WHAT IS BEING ASKED: Gather each line in the records below that contains the word "surface" and copy it out in full.

· · · · ·

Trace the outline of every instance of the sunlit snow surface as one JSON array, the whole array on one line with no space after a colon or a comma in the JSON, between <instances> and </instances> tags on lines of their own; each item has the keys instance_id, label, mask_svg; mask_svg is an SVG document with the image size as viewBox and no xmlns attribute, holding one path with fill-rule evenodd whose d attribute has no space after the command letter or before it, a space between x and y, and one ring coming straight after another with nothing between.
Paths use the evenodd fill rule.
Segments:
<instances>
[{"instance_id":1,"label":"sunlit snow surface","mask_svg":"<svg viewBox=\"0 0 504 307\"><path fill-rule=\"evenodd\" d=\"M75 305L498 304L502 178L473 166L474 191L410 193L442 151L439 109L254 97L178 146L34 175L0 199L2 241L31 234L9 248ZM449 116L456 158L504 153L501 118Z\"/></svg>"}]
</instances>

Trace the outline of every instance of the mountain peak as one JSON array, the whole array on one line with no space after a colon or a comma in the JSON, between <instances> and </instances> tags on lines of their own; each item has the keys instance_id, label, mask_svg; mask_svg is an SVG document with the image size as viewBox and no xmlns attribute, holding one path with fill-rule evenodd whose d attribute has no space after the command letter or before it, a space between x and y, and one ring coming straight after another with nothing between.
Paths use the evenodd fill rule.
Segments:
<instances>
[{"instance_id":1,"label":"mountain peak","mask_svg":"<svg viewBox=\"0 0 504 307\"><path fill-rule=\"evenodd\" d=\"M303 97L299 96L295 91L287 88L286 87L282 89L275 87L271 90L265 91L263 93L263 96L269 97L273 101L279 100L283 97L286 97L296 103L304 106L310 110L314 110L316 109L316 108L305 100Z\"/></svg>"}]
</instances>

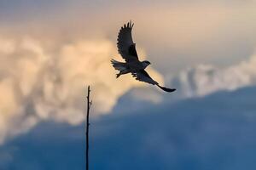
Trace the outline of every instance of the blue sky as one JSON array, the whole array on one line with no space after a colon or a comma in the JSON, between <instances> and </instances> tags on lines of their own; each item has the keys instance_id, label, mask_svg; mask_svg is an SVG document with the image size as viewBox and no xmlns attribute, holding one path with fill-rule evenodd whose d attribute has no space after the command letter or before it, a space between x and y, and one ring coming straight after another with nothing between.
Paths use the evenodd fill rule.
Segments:
<instances>
[{"instance_id":1,"label":"blue sky","mask_svg":"<svg viewBox=\"0 0 256 170\"><path fill-rule=\"evenodd\" d=\"M219 151L218 156L226 149L218 139L222 138L218 128L219 123L227 128L239 125L238 129L236 128L230 133L235 133L235 130L249 132L254 128L253 125L240 127L237 120L240 116L242 119L247 116L244 114L253 115L255 111L247 105L253 99L247 93L239 94L240 89L247 91L247 87L253 87L256 83L255 7L255 1L1 1L0 158L7 157L9 163L15 162L16 160L12 157L15 156L7 154L12 153L9 151L9 144L11 148L16 145L19 148L16 140L22 139L26 144L26 139L33 136L33 132L46 138L42 122L50 122L52 130L49 130L51 132L49 135L54 134L53 129L63 124L65 129L75 128L76 133L81 131L80 126L84 120L84 86L88 84L92 88L92 118L98 126L101 122L111 122L108 120L115 116L120 122L127 115L132 115L131 116L135 120L141 112L148 112L150 117L160 114L164 120L169 116L166 111L169 105L176 108L172 110L182 115L177 121L193 122L193 116L189 116L188 110L181 109L181 105L200 101L204 107L201 110L196 107L192 115L206 116L202 119L208 120L212 116L208 117L204 114L212 110L211 114L218 116L214 116L216 122L212 130L216 130L213 135L219 139L218 145L212 146ZM147 71L160 83L177 88L176 93L166 94L155 87L135 81L130 75L115 79L115 71L109 60L112 58L121 60L117 53L116 37L119 29L130 20L135 23L132 33L140 59L147 59L152 63ZM235 111L234 120L230 120L230 114L234 111L233 104L230 103L233 93L236 99L241 98L245 103ZM215 99L215 94L221 99L229 94L225 100L222 100L225 105L224 108L218 108L219 110L212 109L212 100L207 99ZM216 107L221 107L220 104ZM156 109L160 111L155 111ZM249 111L246 111L247 109ZM137 116L140 120L147 117L146 114ZM175 115L170 116L172 118ZM150 132L154 131L149 126L151 121L142 122ZM228 121L227 125L225 121ZM165 129L159 130L163 130L163 135L168 136L168 129L174 122L170 121ZM202 140L208 138L201 133L201 129L207 128L208 123L212 122L207 122L198 131L197 135ZM38 130L38 127L40 130ZM178 133L179 128L177 125L177 136L173 134L177 139L185 135ZM109 141L106 136L99 138ZM116 138L123 140L122 136ZM226 139L231 141L234 138L227 137ZM137 141L134 138L133 140L134 144L154 143L151 139ZM249 136L246 141L239 140L237 147L251 144L253 141L254 136ZM82 143L80 139L75 142ZM95 139L95 142L98 141ZM174 147L171 141L166 142L168 147ZM207 142L206 148L212 150L211 141ZM179 166L183 156L188 156L189 162L193 162L194 156L199 156L195 155L198 148L193 150L190 146L182 144L178 150L183 156L168 166L175 163ZM189 147L189 155L182 151L183 147ZM160 154L172 156L169 149ZM237 148L230 150L241 151ZM142 154L147 153L147 150L143 151ZM100 154L99 150L96 153ZM117 156L121 156L119 154L121 153ZM206 154L212 155L212 152ZM236 159L239 158L238 154L236 156ZM26 159L25 156L20 161L26 162ZM196 162L198 166L205 163ZM7 162L0 162L0 167L2 165L9 166ZM181 167L177 168L183 169Z\"/></svg>"}]
</instances>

· · · · ·

OUTPUT:
Trace the outline of every instance of the sunlit snow surface as one JSON array, the whole array on one line with no space after a colon or a comma in the JSON, between <instances> and </instances> tags on lines of their own; each item has the keys instance_id, label, mask_svg; mask_svg is an SVG document with the image size as viewBox and no xmlns attribute, holding one path with fill-rule evenodd whose d attribute has no space after the command letter or before it, a space between x and y, and one ring coming straight after another with nothing between.
[{"instance_id":1,"label":"sunlit snow surface","mask_svg":"<svg viewBox=\"0 0 504 307\"><path fill-rule=\"evenodd\" d=\"M75 305L498 304L502 178L473 166L474 191L410 193L442 151L439 109L254 97L178 146L34 175L0 199L2 241L31 234L9 248ZM449 116L456 158L504 153L501 118Z\"/></svg>"}]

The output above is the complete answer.